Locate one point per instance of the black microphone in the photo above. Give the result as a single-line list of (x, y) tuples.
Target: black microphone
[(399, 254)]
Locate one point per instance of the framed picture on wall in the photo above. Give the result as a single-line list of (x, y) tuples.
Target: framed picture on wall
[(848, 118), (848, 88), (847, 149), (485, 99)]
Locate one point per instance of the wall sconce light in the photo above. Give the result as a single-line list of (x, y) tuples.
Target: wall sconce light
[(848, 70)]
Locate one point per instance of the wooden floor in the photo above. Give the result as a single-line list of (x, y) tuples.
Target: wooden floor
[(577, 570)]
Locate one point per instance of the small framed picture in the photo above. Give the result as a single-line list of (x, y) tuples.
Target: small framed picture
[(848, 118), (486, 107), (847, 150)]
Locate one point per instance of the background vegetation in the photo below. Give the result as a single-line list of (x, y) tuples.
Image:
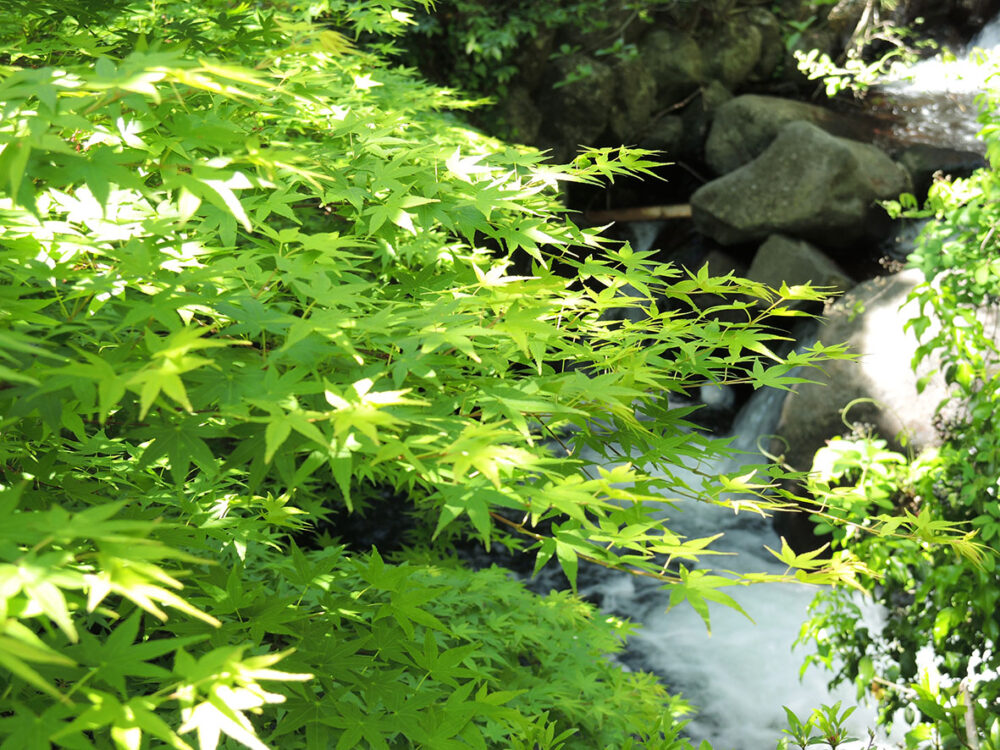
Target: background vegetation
[(936, 658), (256, 281), (253, 279)]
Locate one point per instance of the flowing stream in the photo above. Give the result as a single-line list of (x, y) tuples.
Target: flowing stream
[(740, 677)]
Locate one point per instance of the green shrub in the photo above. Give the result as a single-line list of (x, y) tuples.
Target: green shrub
[(940, 596), (251, 275)]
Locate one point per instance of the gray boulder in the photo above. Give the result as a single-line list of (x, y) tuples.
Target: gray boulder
[(785, 260), (869, 318), (807, 184), (745, 126)]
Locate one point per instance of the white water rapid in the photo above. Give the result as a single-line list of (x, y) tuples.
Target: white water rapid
[(935, 98), (741, 675)]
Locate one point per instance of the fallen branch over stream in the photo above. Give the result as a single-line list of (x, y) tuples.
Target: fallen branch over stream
[(640, 213)]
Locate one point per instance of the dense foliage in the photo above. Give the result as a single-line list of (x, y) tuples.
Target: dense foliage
[(254, 278), (937, 655)]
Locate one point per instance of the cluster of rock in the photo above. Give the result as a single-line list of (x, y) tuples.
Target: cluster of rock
[(800, 196), (795, 191)]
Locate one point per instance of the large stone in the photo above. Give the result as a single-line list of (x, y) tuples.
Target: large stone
[(807, 184), (870, 320), (745, 126), (785, 260), (674, 60)]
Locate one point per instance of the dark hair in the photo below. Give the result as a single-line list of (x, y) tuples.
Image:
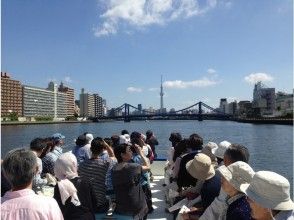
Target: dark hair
[(175, 138), (135, 137), (195, 142), (49, 146), (149, 134), (19, 167), (237, 152), (37, 144), (81, 140), (123, 132), (180, 148), (97, 145), (108, 141), (115, 140), (120, 149)]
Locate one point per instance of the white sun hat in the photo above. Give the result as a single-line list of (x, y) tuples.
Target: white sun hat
[(221, 149), (270, 190), (237, 174)]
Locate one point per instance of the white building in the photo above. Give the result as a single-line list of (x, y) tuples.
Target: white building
[(264, 99), (284, 104)]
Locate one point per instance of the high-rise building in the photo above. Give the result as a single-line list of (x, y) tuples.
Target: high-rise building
[(70, 99), (98, 105), (264, 99), (11, 96), (90, 105), (223, 105), (161, 97), (44, 102)]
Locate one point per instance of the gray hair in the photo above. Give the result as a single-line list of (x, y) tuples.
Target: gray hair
[(19, 167)]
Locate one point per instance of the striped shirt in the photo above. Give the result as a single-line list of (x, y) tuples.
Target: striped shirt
[(95, 171)]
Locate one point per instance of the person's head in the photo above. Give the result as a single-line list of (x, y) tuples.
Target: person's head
[(19, 167), (220, 150), (108, 141), (268, 191), (89, 138), (195, 142), (38, 145), (58, 139), (180, 148), (66, 166), (123, 132), (136, 138), (97, 146), (234, 176), (49, 146), (175, 138), (81, 140), (149, 134), (123, 153), (236, 152), (207, 150), (115, 140), (200, 167)]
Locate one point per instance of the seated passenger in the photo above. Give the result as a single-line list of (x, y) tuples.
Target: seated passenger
[(233, 177), (49, 159), (217, 209), (81, 152), (130, 198), (21, 202), (269, 196), (95, 171), (202, 169), (73, 194)]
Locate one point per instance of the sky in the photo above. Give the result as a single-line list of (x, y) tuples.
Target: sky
[(205, 50)]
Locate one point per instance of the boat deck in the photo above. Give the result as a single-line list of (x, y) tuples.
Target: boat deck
[(158, 193)]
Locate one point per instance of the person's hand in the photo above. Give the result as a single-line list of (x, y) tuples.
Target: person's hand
[(191, 195), (137, 149), (50, 179)]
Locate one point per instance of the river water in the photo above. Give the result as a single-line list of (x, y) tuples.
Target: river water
[(270, 146)]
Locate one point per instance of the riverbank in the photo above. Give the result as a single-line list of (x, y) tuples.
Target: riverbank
[(41, 122), (280, 121)]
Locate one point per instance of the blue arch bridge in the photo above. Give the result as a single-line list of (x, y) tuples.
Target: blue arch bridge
[(198, 111)]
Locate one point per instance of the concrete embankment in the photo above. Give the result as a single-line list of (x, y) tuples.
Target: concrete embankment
[(281, 121)]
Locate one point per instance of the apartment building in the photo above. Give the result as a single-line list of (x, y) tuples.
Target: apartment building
[(11, 96)]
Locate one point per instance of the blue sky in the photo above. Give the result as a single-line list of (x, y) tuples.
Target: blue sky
[(205, 50)]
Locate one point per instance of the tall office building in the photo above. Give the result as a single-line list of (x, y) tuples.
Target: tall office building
[(161, 97), (87, 104), (264, 99), (43, 102), (70, 99), (223, 105), (98, 105), (11, 96)]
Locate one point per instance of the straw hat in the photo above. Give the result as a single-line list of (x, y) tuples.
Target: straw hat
[(200, 167), (207, 150), (270, 190), (237, 174), (221, 149)]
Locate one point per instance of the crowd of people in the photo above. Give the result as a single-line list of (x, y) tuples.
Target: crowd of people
[(216, 181), (97, 175), (203, 181)]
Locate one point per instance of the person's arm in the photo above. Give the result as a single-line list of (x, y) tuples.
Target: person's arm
[(109, 150), (145, 161)]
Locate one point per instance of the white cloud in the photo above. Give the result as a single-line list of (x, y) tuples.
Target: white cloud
[(179, 84), (211, 71), (256, 77), (67, 79), (133, 89), (143, 13), (153, 89)]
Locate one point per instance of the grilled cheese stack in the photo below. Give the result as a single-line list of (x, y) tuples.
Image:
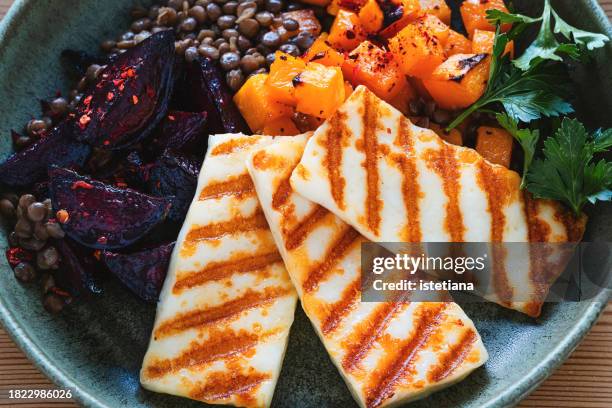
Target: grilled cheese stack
[(388, 353), (227, 304), (396, 182)]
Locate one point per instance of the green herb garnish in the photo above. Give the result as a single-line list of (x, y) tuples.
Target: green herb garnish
[(546, 45), (535, 84), (569, 172), (527, 138), (524, 95)]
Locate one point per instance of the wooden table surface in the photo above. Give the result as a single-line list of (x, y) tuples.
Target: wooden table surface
[(584, 381)]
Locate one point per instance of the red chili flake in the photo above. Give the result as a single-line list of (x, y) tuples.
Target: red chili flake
[(62, 216), (81, 184), (84, 121), (15, 255)]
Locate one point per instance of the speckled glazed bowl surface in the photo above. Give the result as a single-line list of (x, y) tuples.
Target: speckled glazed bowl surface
[(96, 347)]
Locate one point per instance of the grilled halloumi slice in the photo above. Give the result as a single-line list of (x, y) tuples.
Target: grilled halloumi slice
[(396, 182), (388, 353), (227, 304)]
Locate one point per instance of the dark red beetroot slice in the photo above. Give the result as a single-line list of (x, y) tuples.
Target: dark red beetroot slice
[(182, 131), (101, 216), (174, 175), (77, 270), (131, 96), (143, 272), (203, 89), (30, 165)]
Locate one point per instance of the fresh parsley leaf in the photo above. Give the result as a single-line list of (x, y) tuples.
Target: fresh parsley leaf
[(567, 172), (546, 45), (602, 140), (527, 138), (524, 95), (584, 38)]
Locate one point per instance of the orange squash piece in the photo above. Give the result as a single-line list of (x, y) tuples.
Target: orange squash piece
[(319, 90), (375, 68), (434, 25), (280, 79), (346, 32), (348, 89), (257, 105), (474, 15), (437, 8), (282, 126), (482, 42), (453, 137), (456, 43), (322, 52), (411, 9), (459, 81), (401, 101), (495, 145), (371, 16), (417, 50)]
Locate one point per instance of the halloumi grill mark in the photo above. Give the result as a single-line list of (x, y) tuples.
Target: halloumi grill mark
[(227, 304), (388, 353), (414, 187)]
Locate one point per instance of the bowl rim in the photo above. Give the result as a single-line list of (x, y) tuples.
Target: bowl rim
[(510, 397)]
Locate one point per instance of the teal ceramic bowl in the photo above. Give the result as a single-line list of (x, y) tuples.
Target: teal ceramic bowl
[(95, 348)]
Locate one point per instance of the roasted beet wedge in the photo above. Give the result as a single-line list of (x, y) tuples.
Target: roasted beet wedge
[(130, 97), (183, 131), (204, 89), (174, 175), (30, 165), (143, 272), (77, 273), (101, 216)]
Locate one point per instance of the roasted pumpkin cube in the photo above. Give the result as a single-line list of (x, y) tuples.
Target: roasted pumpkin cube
[(333, 8), (371, 16), (453, 137), (256, 104), (474, 15), (319, 90), (322, 52), (397, 15), (318, 3), (282, 126), (437, 8), (375, 68), (280, 80), (459, 81), (401, 101), (482, 42), (417, 51), (346, 32), (495, 145), (457, 43), (348, 89), (435, 26)]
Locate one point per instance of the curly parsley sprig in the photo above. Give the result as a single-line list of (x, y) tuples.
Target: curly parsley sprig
[(535, 84), (569, 170)]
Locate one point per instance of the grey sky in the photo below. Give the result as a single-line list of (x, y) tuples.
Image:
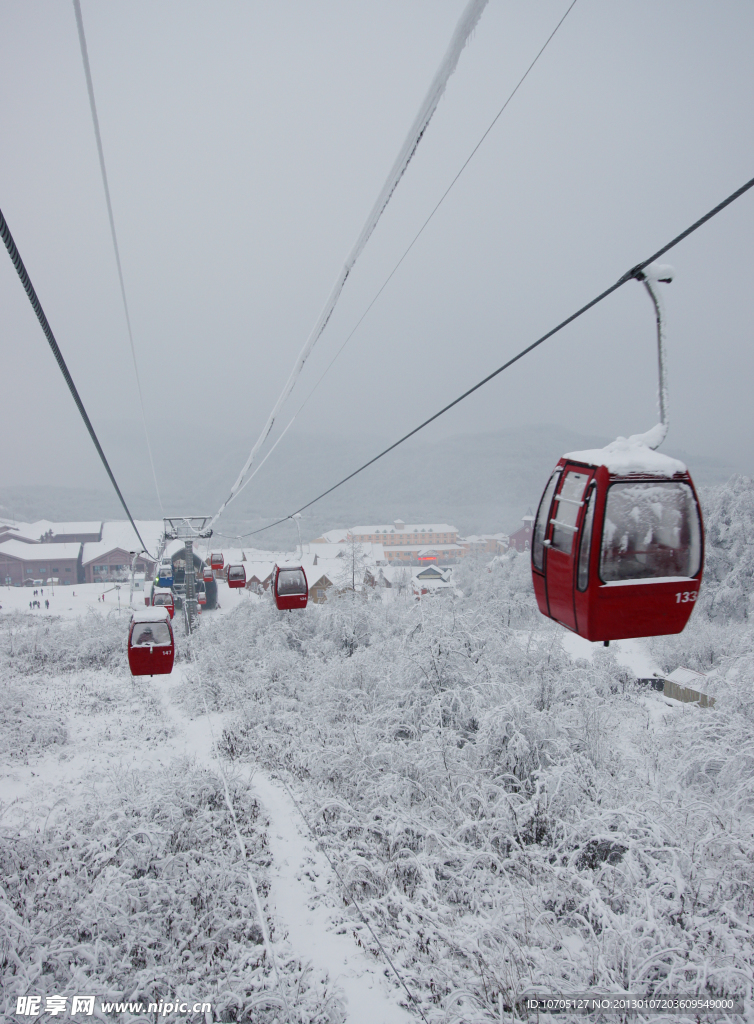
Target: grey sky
[(245, 144)]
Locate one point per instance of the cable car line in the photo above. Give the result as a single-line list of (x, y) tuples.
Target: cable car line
[(37, 306), (408, 250), (465, 27), (100, 152), (634, 273), (418, 233)]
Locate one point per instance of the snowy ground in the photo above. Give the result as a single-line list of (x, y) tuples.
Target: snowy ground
[(117, 728), (509, 810)]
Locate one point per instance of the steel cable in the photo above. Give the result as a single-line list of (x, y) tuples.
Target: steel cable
[(416, 238), (634, 272), (37, 306), (100, 152)]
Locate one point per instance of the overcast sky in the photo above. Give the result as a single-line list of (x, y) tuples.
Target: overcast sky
[(246, 142)]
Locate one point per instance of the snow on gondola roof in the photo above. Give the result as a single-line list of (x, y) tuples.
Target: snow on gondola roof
[(630, 455), (152, 614)]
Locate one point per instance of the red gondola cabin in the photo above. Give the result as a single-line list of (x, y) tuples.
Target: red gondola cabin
[(163, 598), (236, 576), (618, 544), (290, 589), (151, 643)]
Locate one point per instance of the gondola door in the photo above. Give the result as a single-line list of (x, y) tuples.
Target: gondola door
[(561, 544)]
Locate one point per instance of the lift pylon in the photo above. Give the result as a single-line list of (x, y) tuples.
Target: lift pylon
[(189, 528)]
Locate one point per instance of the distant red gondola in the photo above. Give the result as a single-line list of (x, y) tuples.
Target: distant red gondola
[(162, 597), (290, 589), (618, 544), (151, 643), (236, 576)]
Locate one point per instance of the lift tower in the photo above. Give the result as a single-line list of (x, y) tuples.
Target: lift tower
[(189, 528)]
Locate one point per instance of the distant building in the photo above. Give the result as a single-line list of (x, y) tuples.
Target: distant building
[(403, 543), (521, 540), (25, 564), (109, 558), (486, 544), (44, 531)]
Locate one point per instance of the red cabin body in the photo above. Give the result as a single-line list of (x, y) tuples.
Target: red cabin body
[(236, 577), (618, 553), (151, 643), (163, 598), (290, 588)]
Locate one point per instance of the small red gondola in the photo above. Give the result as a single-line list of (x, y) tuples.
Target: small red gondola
[(618, 544), (163, 598), (236, 576), (290, 588), (151, 643)]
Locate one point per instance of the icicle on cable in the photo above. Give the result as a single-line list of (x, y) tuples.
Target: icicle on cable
[(465, 27), (100, 152)]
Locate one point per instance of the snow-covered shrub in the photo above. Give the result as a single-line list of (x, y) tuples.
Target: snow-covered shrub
[(53, 645), (140, 892), (506, 817), (727, 590)]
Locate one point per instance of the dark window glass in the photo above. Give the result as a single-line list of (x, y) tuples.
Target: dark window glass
[(291, 582), (540, 526), (651, 530), (567, 508), (586, 541), (151, 634)]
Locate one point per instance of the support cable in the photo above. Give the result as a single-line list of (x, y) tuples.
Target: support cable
[(465, 27), (100, 152), (636, 272), (36, 305), (437, 205)]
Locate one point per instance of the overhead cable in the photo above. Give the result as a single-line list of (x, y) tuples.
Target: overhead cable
[(465, 27), (634, 273), (436, 206), (100, 152), (37, 306)]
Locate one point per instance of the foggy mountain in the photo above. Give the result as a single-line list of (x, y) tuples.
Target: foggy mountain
[(482, 482)]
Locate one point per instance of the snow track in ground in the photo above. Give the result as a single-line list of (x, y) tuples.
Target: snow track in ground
[(302, 899), (303, 886)]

» **Your objective**
Reproduce only those lines of the entries above that run from the line with "Locate one point per instance of the support" to the final line.

» **Response to this task**
Locate one point per instance of the support cable in the photo above. Give the result as a single-line list of (x, y) tuples.
Target: support cable
[(465, 27), (100, 152), (636, 272), (36, 305), (437, 205)]
Locate one point per instance of the overhead cable in the photo above. Give the result as a single-line list of (x, y) tuples.
Target: overhead cable
[(465, 27), (634, 273), (436, 206), (100, 152), (37, 306)]
Locate one point per instance of the foggy mountain in the photo above. Give the result as a single-line list of (x, y) tuples.
Target: foggy mountain
[(482, 482)]
Locate one point per instance of the snow track in ground in the photo above. Give the result as a single-line list of (x, y) tuples.
Target: snow track in ground
[(302, 899), (303, 886)]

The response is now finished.